WHAT IS REQUIRED —
Reproduce the stretch of lines from the one containing "For this challenge, identify the hillside" through the one containing "point(234, 135)", substituting "ridge" for "hillside" everywhere it occurs and changing nothing else. Give only those lines.

DATASET —
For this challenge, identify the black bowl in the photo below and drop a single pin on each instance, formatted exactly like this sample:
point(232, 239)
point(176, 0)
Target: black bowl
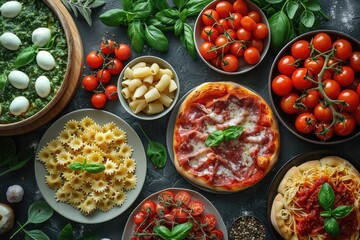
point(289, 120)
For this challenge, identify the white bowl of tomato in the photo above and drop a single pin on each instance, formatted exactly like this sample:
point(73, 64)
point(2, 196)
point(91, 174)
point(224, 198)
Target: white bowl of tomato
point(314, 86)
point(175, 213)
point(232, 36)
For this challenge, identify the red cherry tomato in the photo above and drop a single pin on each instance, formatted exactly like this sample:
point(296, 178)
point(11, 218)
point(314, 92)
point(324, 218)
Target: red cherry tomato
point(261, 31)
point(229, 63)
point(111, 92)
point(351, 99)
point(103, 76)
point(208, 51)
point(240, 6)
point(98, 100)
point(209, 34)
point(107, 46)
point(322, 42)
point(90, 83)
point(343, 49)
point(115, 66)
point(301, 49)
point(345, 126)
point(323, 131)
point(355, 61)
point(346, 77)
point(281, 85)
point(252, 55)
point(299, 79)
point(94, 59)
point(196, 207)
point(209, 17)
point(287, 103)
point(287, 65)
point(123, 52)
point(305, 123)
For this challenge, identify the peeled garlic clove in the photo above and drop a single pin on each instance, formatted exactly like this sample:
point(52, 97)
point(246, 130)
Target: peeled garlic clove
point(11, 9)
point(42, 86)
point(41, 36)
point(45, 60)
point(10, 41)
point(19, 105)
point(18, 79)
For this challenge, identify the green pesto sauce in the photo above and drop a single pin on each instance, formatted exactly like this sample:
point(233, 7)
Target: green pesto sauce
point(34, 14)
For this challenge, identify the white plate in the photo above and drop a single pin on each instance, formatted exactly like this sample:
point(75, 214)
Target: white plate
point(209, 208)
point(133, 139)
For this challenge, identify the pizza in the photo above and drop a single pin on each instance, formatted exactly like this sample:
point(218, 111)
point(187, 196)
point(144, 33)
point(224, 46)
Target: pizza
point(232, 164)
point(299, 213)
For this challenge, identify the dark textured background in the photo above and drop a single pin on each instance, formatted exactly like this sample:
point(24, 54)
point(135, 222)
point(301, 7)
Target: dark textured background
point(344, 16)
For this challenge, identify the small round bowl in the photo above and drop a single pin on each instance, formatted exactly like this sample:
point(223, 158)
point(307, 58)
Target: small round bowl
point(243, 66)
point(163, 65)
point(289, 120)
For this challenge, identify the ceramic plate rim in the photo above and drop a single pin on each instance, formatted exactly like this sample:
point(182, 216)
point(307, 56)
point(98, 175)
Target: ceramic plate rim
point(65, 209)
---
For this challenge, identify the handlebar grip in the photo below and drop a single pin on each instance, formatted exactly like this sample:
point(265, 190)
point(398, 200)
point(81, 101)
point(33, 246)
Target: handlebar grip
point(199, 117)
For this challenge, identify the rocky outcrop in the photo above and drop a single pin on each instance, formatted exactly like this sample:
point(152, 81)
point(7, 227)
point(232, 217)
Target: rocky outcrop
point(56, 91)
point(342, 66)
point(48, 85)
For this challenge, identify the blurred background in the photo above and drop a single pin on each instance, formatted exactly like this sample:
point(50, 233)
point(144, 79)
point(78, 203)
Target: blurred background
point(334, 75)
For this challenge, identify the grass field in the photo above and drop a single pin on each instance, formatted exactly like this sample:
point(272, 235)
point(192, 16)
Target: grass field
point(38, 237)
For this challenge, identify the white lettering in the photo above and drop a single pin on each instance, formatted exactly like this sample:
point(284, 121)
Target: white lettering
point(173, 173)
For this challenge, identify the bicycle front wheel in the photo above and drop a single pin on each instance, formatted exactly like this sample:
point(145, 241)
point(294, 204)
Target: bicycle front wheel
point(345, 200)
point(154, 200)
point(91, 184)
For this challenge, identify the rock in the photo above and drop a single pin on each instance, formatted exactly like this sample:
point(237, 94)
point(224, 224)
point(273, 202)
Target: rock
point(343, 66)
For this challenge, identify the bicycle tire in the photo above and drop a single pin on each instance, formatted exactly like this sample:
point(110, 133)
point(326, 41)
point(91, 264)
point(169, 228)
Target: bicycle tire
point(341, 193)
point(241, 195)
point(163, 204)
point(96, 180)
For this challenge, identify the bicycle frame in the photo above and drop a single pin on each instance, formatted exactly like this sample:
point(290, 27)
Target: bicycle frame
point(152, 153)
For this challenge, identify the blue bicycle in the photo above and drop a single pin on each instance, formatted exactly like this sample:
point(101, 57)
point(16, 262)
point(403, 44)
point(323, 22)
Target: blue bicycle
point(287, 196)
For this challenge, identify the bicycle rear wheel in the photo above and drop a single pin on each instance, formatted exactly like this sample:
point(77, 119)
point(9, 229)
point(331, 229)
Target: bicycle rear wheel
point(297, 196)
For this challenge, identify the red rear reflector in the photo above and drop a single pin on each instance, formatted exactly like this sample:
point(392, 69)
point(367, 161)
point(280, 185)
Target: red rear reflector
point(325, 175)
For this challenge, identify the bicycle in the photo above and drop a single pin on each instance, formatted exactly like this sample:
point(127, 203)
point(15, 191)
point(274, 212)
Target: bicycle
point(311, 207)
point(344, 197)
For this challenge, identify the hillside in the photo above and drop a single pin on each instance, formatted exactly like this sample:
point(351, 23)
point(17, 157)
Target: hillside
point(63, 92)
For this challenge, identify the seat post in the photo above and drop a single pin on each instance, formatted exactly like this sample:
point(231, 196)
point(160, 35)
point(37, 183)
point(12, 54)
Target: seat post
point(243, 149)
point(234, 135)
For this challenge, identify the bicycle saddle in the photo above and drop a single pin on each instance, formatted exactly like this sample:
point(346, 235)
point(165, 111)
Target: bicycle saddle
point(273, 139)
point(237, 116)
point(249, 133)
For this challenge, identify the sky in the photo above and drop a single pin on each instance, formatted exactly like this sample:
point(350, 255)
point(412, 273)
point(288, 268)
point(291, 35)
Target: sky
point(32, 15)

SOLUTION TO THE PROBLEM —
For this challenge, identify the ridge in the photo above and drop a single pin on each instance, formatted exactly like this sample:
point(351, 23)
point(17, 157)
Target: ridge
point(63, 92)
For this challenge, identify the seat post in the photo above and drop a single pin on each instance, formatted exactly like this sample:
point(231, 196)
point(160, 35)
point(37, 183)
point(12, 54)
Target: seat post
point(243, 149)
point(234, 135)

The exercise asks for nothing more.